Source excerpt →
####

But the focus is on Wells’ priapic adventures. He divorced his first wife Isabel because he found her too “frigid” (to relieve himself, he seduced skivvies and chambermaids). His second wife, Amy Catherine, he re-named Jane. She bore him two sons, and stayed with him as faithful housekeeper until she died in the late 1920s. Jane was complaisant and allowed H.G. the freedom to swyve where he would. They were such a liberal couple. Often this meant what Wells euphemistically called “passades” – casual affairs or one-night-stands with compliant women or sometimes prostitutes, as in his first visit to the United States. More important to him, though, were the “serious” affairs, where he told himself that he was a pioneer of a new sort of relationship, unhindered by convention, and did much theorising on Free Love. There was Hedwig Gatternigg, who threatened suicide when he’d had enough of her; the neurotic and vulnerable Violet Hunt; prim Elizabeth von Arnim; hysterical Odette Kuen; Dorothy Richardson, who feared she might be lesbian (she was) and basically slept with Wells in the hope of “curing” herself; and later in his life the Russian Moura Budberg, who may or may not have been a Soviet spy. (Lodge skirts around this is, but in his book Double Lives, reviewed on this blog, Stephen Koch asserts that Budberg was unquestionably a spy.)

More significant than all these, however, and given more space in this “novel”, are three younger women, either in their late teens or early twenties at the time when H.G.Wells, in early middle age, took to them.  Ah! That grand old cliché – older man finds muse in younger chick. In fairness to Wells, be it noted that (to the horror of their respective families) all three of these young women were willingly seduced and saw themselves as truly, madly, deeply in love with Wells. First the teenager Rosamund Bland, daughter of the children’s author Edith Nesbit, who, perhaps accustomed to her father’s own philandering ways, took reckless love for granted. It ended in tears and recriminations from the Blands. Then Amber Reeves, daughter of the Fabians, Maud and William Pember Reeves (High Commissioner for New Zealand). Amber was idealised in Wells’ novel Ann Veronica. Amber bore a child to Wells. Wells arranged to marry her off to a respectable chap. There were tears and more recriminations. Probably the most turbulent of Wells’ affairs was with Rebecca West (pseudonym of Cicely Fairfield), who practised with him the wildest of erotic games and who bore him a son. This affair was on-again, off-again over many years until a final rupture. It had a very negative effect in one way – Rebecca West’s son Anthony West grew up to like his father but loathe his mother and, as an author in his own right, in middle age he wrote memoirs condemning Rebecca.

####

Work to be completed → Write the next part of the passage on H.G. Wells's love affairs, starting after its final sentence about Anthony West's memoirs condemning Rebecca West.

Data section →
####

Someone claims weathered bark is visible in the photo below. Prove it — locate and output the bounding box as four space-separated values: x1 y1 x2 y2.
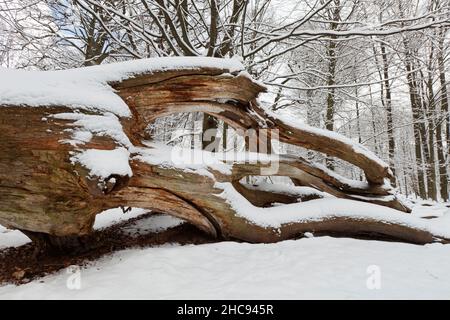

####

Exercise answer →
But what is one to make of this book as a novel? A Man of Parts has a very long bibliography of all the sources and archives Lodge consulted. Allowing for the conversations and attributed thoughts that Lodge has made up, A Man of Parts reads like a chronicle, and one that goes on for far too long (I think it is Lodge’s longest novel – it runs to 560 pages in the paperback edition I have). It is as if Lodge didn’t want to sacrifice any of the reasearch he had done. As an assemblage of facts, it is very interesting and indeed encouraged me to look again at some of Wells’ work. But (like real life, and unlike good fiction) is has no focus. It rambles on and it is never clear if Lodge is presenting Wells’ sexual adventures ironically or seeing them as heartfelt explorations in sexuality.

Dare I say that, in the end, a sex addict is as boring as a drug addict? I’d rather remember H.G.Wells for his better novels than for his shagging.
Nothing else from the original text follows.